» **Description of the task**: Retype exactly the lines from the line with "[locate] red vertical" to the end of the data, keeping both boundary lines.

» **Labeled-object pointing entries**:
####################
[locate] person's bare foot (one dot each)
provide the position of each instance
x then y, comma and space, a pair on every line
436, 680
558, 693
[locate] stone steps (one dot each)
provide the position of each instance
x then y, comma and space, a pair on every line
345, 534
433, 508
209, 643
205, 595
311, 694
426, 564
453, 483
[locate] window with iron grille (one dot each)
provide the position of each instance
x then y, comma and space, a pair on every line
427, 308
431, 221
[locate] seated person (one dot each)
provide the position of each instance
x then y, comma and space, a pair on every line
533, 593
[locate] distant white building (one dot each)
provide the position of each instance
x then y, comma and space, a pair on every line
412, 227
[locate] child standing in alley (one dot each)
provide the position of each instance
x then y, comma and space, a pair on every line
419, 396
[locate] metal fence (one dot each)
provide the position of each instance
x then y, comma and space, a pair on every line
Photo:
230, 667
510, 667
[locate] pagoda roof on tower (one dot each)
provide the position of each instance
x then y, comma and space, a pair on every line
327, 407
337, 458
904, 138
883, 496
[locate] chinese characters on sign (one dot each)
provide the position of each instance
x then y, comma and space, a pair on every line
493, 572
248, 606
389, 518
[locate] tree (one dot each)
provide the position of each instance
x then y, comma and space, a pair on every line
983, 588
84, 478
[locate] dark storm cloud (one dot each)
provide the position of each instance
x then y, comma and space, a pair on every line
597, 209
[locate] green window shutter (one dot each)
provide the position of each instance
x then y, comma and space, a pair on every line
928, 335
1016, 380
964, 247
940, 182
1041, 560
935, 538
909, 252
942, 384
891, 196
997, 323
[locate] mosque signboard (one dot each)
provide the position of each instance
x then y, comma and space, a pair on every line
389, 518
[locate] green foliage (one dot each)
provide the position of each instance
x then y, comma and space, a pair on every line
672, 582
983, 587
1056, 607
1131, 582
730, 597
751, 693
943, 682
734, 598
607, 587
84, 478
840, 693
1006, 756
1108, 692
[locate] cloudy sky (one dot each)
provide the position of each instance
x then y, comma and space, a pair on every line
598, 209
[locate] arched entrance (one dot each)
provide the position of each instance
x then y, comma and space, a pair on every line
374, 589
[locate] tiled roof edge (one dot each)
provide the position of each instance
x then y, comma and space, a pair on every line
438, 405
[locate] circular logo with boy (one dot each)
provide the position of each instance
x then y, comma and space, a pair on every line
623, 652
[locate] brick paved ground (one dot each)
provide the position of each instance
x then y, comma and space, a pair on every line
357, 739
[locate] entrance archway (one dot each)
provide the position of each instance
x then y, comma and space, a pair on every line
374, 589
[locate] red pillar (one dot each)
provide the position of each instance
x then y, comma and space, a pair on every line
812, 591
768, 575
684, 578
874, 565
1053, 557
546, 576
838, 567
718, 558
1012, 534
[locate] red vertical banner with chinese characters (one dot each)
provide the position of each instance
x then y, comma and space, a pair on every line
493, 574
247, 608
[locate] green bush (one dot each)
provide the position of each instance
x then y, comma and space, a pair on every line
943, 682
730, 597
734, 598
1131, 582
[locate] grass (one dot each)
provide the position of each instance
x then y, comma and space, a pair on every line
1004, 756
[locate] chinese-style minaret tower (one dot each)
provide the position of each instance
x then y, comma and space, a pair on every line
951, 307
####################
» **Full answer**:
[locate] red vertical banner with chinese characters (one dot each)
provide the position of each instance
x then y, comma and space, a pair on every line
493, 574
247, 608
[locate] green bush (one dot each)
provide the position of each instance
x then y, comma and space, a pair on every line
943, 682
730, 597
734, 598
1131, 582
[locate] grass (one dot each)
provide the position of each instance
x then y, comma and space, a pair on every line
1004, 756
[locate] chinese-style minaret tower (one dot each)
provide the position of each instance
x then y, comma and space, a pair on every line
951, 307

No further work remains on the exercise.